**REQUEST:**
Please copy the records from the line with "target | colorful ski goggles" through the end of the records, keeping the requests, and rescale each x and y coordinate in the answers by 1.95, rounding to whole numbers with halves going up. Give only those lines and leave the pictures out.

**DATA LISTING:**
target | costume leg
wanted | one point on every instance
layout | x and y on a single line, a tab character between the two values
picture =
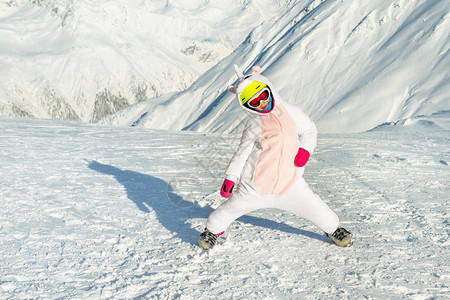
300	199
238	205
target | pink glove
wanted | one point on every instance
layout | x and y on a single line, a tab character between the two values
227	188
301	158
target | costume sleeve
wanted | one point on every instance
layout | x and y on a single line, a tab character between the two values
237	163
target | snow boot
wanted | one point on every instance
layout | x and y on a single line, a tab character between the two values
341	237
207	239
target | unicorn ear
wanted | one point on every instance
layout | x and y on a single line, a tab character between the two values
231	89
256	70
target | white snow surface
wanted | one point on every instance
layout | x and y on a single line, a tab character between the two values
351	65
94	212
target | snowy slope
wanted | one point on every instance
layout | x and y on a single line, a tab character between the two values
92	212
351	65
82	60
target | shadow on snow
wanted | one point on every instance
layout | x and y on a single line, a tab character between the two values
173	212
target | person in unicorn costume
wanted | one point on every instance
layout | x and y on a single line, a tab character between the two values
266	170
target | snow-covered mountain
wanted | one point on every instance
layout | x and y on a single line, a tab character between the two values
96	212
82	60
351	65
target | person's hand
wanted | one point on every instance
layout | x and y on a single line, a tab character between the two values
301	158
227	188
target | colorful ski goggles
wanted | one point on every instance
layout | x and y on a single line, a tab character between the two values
251	90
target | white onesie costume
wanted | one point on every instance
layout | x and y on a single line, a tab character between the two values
263	165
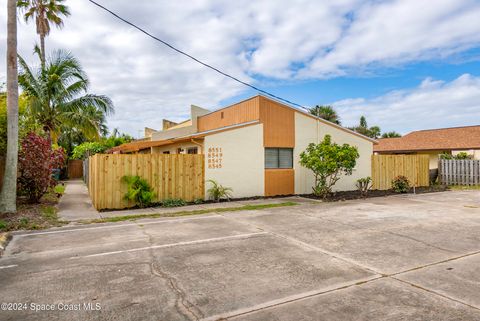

**EXERCISE SOLUTION:**
target | colorful ski goggles
wanted | one point on every instance
layout | x and y on a single line, a tab character between the two values
489	176
target | white onesie costume
wanted | one point on every instance
layout | x and y on a single line, a tab character between the two values
513	322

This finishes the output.